EXTRACTED TEXT ::
◇ ◇ ◇ ◇ ◇ ◇ ◇
In July 2008, Puerto Rico Coffee Roaster acquired Cafe Rico as well as Cafe Yaucono and Cafe Rioja, which together account for some 60% of the coffee consumed in Puerto Rico. Cafe Rico stopped operations out of its Las Americas Avenue plant in Ponce in September 2008 but, in August 2010, Puerto Rico Coffee Roaster announced plans to invest US$8 million to bring the plant back into operation. With the investment, its Santurce operations will move to Ponce. This will make the Las Americas location "the largest coffee roasting location in the Caribbean" and the facility "the most modern coffee roasting facility in the Caribbean."

==Sales volume==
During fiscal year 1962–63, the total volume of the cooperative was $35 million.

==Headquarters and warehouses==
The central offices are in the city of Ponce. There are also branch offices in San Juan, Arecibo, Yauco, Mayaguez, San Sebastián, Utuado, Adjuntas, Jayuya, and Ciales.
◇ ◇ ◇ ◇ ◇ ◇ ◇
DATA LISTING ::

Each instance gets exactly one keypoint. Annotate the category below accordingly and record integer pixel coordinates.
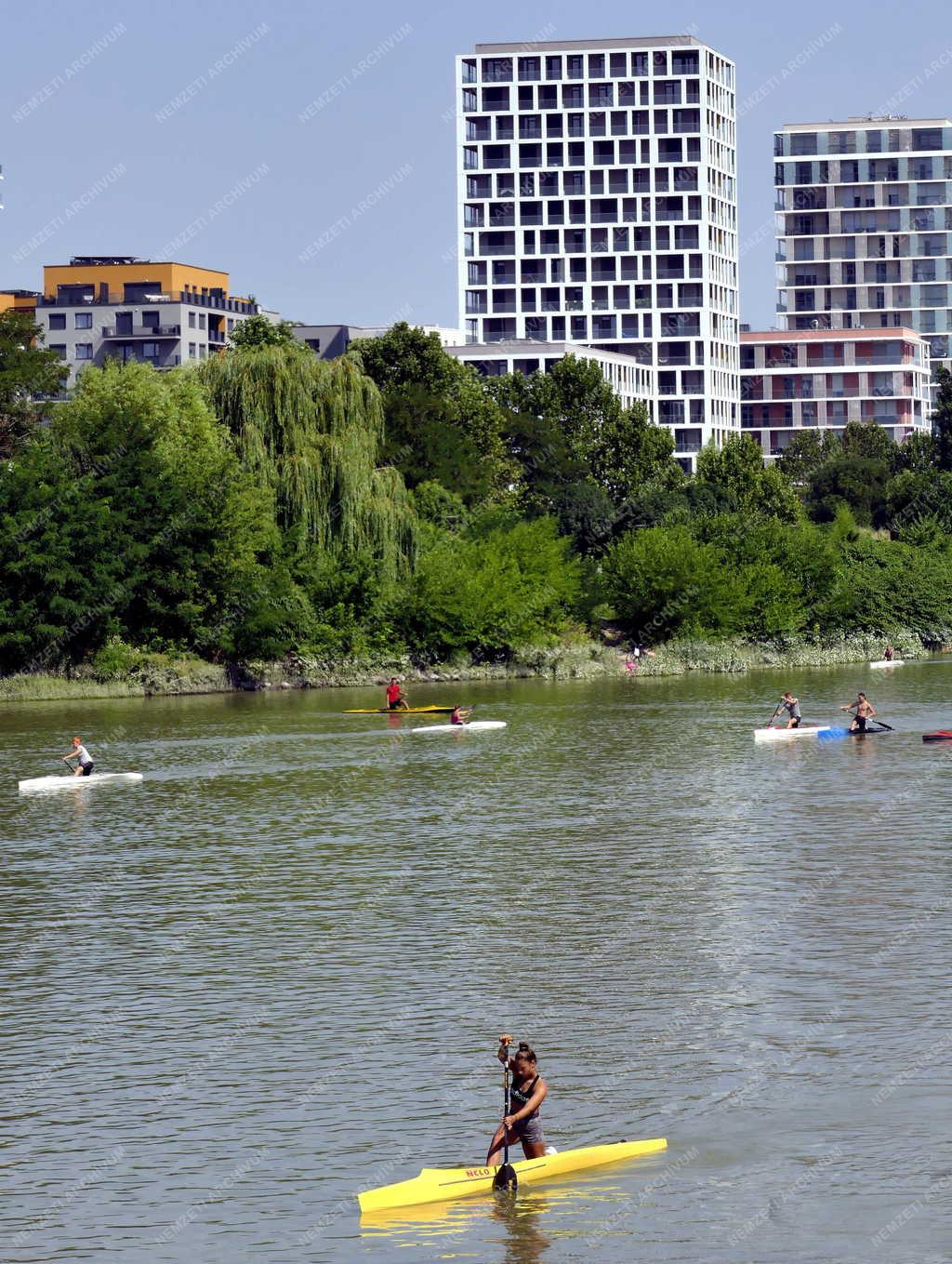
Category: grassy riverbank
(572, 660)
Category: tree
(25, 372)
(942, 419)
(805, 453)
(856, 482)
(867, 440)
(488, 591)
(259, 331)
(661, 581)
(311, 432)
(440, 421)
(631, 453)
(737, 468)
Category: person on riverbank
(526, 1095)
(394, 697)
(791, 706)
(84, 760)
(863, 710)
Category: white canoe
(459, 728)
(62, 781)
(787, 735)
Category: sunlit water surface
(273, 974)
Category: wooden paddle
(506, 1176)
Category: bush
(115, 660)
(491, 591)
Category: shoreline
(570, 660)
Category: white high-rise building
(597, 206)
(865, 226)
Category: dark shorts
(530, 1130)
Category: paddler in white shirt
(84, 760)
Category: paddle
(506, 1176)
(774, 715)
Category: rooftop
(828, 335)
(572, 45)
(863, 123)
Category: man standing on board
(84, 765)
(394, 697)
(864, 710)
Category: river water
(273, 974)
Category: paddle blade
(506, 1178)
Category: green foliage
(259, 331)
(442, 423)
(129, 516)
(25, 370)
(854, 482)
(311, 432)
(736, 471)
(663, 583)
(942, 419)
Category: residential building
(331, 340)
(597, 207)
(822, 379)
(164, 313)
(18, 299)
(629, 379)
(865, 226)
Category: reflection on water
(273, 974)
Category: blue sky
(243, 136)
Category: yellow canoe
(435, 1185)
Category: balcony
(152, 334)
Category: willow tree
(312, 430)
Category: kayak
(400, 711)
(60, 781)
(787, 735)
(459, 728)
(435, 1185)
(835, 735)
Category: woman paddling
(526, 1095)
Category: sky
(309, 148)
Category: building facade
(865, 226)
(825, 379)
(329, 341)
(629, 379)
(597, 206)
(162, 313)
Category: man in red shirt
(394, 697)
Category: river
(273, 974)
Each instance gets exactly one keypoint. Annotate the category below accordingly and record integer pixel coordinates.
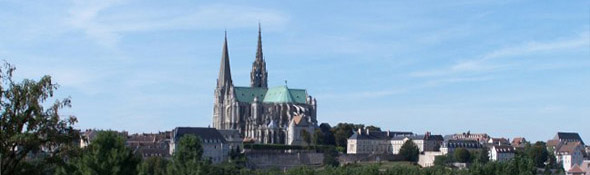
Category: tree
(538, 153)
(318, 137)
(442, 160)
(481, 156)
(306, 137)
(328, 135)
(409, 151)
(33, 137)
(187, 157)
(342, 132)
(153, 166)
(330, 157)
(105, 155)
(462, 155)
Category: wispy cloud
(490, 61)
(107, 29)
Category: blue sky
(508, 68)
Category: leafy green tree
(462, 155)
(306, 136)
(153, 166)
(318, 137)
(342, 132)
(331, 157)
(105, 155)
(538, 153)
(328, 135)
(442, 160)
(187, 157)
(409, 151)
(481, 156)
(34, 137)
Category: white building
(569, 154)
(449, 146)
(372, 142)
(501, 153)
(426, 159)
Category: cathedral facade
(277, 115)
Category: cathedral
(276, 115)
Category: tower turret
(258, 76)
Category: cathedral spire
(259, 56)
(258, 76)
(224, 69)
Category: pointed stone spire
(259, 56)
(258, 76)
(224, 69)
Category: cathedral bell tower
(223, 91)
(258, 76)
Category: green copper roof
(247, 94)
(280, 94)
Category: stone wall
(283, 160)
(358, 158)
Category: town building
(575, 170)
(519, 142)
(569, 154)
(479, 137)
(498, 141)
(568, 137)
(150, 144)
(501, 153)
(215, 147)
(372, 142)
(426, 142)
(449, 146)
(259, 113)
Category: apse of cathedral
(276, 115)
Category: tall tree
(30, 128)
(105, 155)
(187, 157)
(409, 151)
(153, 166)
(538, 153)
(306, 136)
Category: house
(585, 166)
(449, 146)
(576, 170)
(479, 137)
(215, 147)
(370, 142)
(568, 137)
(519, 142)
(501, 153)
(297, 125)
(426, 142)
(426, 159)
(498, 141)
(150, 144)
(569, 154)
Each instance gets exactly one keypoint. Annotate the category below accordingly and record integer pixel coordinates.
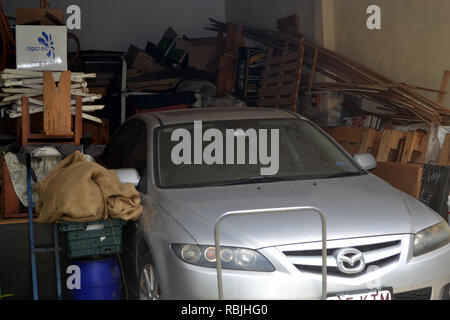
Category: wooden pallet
◇ ◇ ◇ ◇ ◇ ◇ ◇
ASSIGNMENT A ::
Copy the Cafe Rico passage from "In July 2008, Puerto" up to and including "was $35 million.", replacing "Caribbean" with "West Indies".
ASSIGNMENT B ::
Extend the Cafe Rico passage, picking up after its last sentence.
The listing is separate material.

EXERCISE RESPONSE A ::
In July 2008, Puerto Rico Coffee Roaster acquired Cafe Rico as well as Cafe Yaucono and Cafe Rioja, which together account for some 60% of the coffee consumed in Puerto Rico. Cafe Rico stopped operations out of its Las Americas Avenue plant in Ponce in September 2008 but, in August 2010, Puerto Rico Coffee Roaster announced plans to invest US$8 million to bring the plant back into operation. With the investment, its Santurce operations will move to Ponce. This will make the Las Americas location "the largest coffee roasting location in the West Indies" and the facility "the most modern coffee roasting facility in the West Indies."

==Sales volume==
During fiscal year 1962–63, the total volume of the cooperative was $35 million.

EXERCISE RESPONSE B ::
==Federal relations==
In the 1930s, the company had over $300,000 in escrow at the bank of Baltimore. It is an agricultural partner with the Federal Intermediate Credit Bank. It is a member of Federacion de Cooperativas de Estados Unidos, United Cooperatives, the Cooperative Grange League Federation, and the Pennsylvania Farm Bureau, the National Council for Farmer Cooperatives, and the American Institute for Cooperation.

==Economic outlook==
The company has $10 million in resources, with reserves of $4 million. Membership in the guild is so large that its annual meetings, heavily attended by its members, requires a whole baseball stadium to carry it on. They take place at the Francisco Montaner Stadium in Ponce.

==Leadership==
Its board of directors has 15 members, representing all coffee districts in Puerto Rico. Its past presidents have included Andrés Grillasca Salas. Its current Board of Directors includes Oreste Ramos.